→ **ТЕКСТ ДЛЯ ЧТЕНИЯ**:

И во всех письмах стоит предложение: «… и я не боюсь смерти!» Моим ответом на это становится: «Нам не нужны мёртвые гонщики–нам нужны победители!»
В 1936 году среди моих корреспондентов был и некий господин Адам Уль из Бёмервальда. После каждой гонки господин Уль присылал мне открытку:
«В прошлое воскресенье у вас не было никаких шансов на победу, ведь за рулем не сидел Адам Уль. Попробуйте меня…»
Или:
«Ваша победа в воскресенье была случайностью. С Адамом Улем за рулем «серебряной стрелы» вы можете быть уверены…»

→ **ЗАДАНИЕ 1**: В строках с разметкой замените «even-odd» на «nonzero» во всём фрагменте от начала этих строк до строки, содержащей «[[[43,71],[0,62],[0,128],[20,120],[57,81]]]», включительно, сохранив прочее без изменений. Изображения в ответ не включайте.
Текст для чтения и строки с разметкой являются независимыми друг от друга материалами.

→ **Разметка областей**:

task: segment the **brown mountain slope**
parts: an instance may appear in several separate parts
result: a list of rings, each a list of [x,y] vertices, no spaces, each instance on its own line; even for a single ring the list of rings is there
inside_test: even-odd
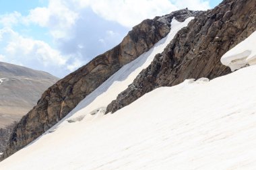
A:
[[[255,30],[255,0],[224,0],[197,15],[108,105],[106,113],[113,113],[159,87],[230,73],[220,62],[221,56]]]
[[[86,95],[122,66],[148,51],[170,31],[172,18],[183,19],[195,13],[181,10],[168,17],[146,19],[134,27],[121,43],[98,56],[46,91],[37,105],[14,127],[5,159],[38,138],[65,117]]]
[[[43,71],[0,62],[0,128],[20,120],[57,81]]]

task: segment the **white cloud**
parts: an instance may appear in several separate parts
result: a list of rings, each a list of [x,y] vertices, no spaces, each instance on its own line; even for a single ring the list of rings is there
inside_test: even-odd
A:
[[[115,21],[131,28],[143,19],[162,15],[174,10],[188,7],[193,10],[210,9],[209,1],[203,0],[73,0],[81,7],[90,7],[105,19]],[[171,2],[172,1],[172,2]]]
[[[202,0],[173,0],[179,9],[188,7],[191,10],[206,10],[210,9],[209,1]]]
[[[0,60],[4,62],[46,71],[56,70],[55,73],[61,76],[83,63],[74,56],[62,55],[43,41],[24,38],[9,28],[0,30]],[[70,62],[74,62],[73,67]]]
[[[55,38],[65,38],[78,18],[78,13],[73,9],[70,9],[70,6],[65,1],[52,0],[47,7],[36,7],[30,10],[25,20],[26,23],[34,23],[49,28]]]
[[[49,0],[26,16],[16,11],[0,15],[5,28],[0,30],[0,59],[63,76],[117,45],[142,20],[185,7],[207,9],[208,1]],[[55,47],[14,32],[18,24],[46,28]]]
[[[44,66],[64,65],[67,57],[60,54],[44,42],[24,38],[11,29],[4,28],[7,45],[4,48],[5,56],[12,60],[37,60]],[[6,40],[7,39],[7,40]]]
[[[78,58],[75,58],[71,64],[67,65],[67,69],[69,71],[74,71],[75,69],[82,67],[82,62],[81,62],[81,60]]]
[[[0,54],[0,61],[5,60],[5,58],[6,58],[5,56],[4,56],[3,54]]]
[[[17,11],[0,15],[0,24],[4,27],[16,25],[22,18],[22,14]]]

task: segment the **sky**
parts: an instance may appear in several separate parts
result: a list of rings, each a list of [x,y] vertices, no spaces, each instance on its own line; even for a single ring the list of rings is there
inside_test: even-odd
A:
[[[0,61],[62,78],[117,45],[133,26],[221,0],[0,0]]]

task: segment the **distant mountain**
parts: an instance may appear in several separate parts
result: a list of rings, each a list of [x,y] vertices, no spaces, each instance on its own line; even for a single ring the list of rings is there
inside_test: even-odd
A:
[[[44,92],[0,169],[255,169],[256,68],[228,67],[254,63],[230,49],[256,31],[255,6],[224,0],[144,20]]]
[[[57,81],[46,72],[0,62],[0,128],[20,120]]]

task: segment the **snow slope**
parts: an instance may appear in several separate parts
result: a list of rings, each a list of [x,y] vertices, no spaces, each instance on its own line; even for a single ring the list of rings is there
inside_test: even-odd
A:
[[[256,66],[67,124],[0,169],[255,169]]]
[[[256,32],[228,51],[220,61],[232,71],[256,64]]]
[[[128,87],[128,85],[133,82],[136,76],[143,69],[150,65],[156,54],[161,53],[176,34],[181,28],[187,26],[193,19],[193,17],[189,17],[184,22],[179,22],[173,19],[171,22],[170,32],[166,38],[160,40],[150,50],[123,66],[82,100],[63,120],[68,119],[67,121],[69,122],[75,122],[81,121],[85,117],[86,119],[90,119],[92,118],[90,114],[93,114],[98,110],[100,109],[102,112],[104,112],[108,104],[115,99],[121,91]],[[75,113],[75,115],[72,116]]]

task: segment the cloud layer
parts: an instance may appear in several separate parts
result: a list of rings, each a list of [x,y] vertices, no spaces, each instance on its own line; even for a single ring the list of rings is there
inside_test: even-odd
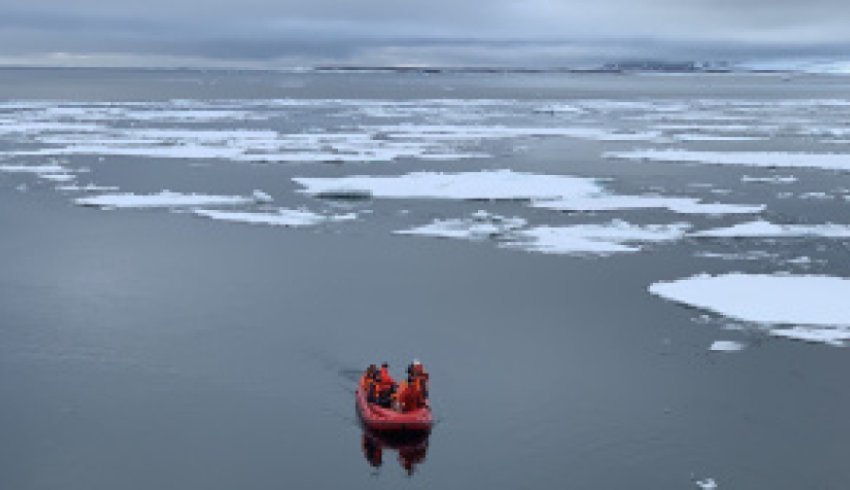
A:
[[[11,0],[0,62],[568,66],[850,54],[844,0]]]

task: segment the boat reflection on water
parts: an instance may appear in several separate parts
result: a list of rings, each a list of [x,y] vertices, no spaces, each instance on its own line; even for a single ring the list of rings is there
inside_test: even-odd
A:
[[[363,427],[361,447],[363,456],[373,468],[378,469],[384,463],[384,453],[387,450],[398,453],[398,463],[408,476],[416,471],[416,466],[425,461],[428,454],[428,432],[412,434],[379,433],[368,427]]]

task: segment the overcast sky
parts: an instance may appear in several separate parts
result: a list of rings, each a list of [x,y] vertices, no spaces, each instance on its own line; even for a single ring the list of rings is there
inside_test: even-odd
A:
[[[850,58],[850,0],[3,0],[0,64]]]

→ **ЗАДАНИЕ 2**: Выпишите все реплики, которые в тексте о гонках приведены как прямая речь.

→ **ОЖИДАЕМЫЙ ОТВЕТ 1**:
task: segment the **brown mountain slope**
parts: an instance may appear in several separate parts
result: a list of rings, each a list of [x,y] vertices, no spaces, each instance on its own line; even for a single ring the list of rings is there
inside_test: nonzero
A:
[[[255,30],[255,0],[224,0],[197,15],[108,105],[106,113],[113,113],[159,87],[230,73],[220,62],[221,56]]]
[[[86,95],[122,66],[148,51],[170,31],[172,18],[183,19],[195,13],[181,10],[168,17],[146,19],[134,27],[121,43],[98,56],[46,91],[37,105],[14,127],[5,159],[38,138],[65,117]]]
[[[43,71],[0,62],[0,128],[20,120],[57,81]]]

→ **ОЖИДАЕМЫЙ ОТВЕТ 2**:
1. «… и я не боюсь смерти!»
2. «Нам не нужны мёртвые гонщики–нам нужны победители!»
3. «В прошлое воскресенье у вас не было никаких шансов на победу, ведь за рулем не сидел Адам Уль. Попробуйте меня…»
4. «Ваша победа в воскресенье была случайностью. С Адамом Улем за рулем «серебряной стрелы» вы можете быть уверены…»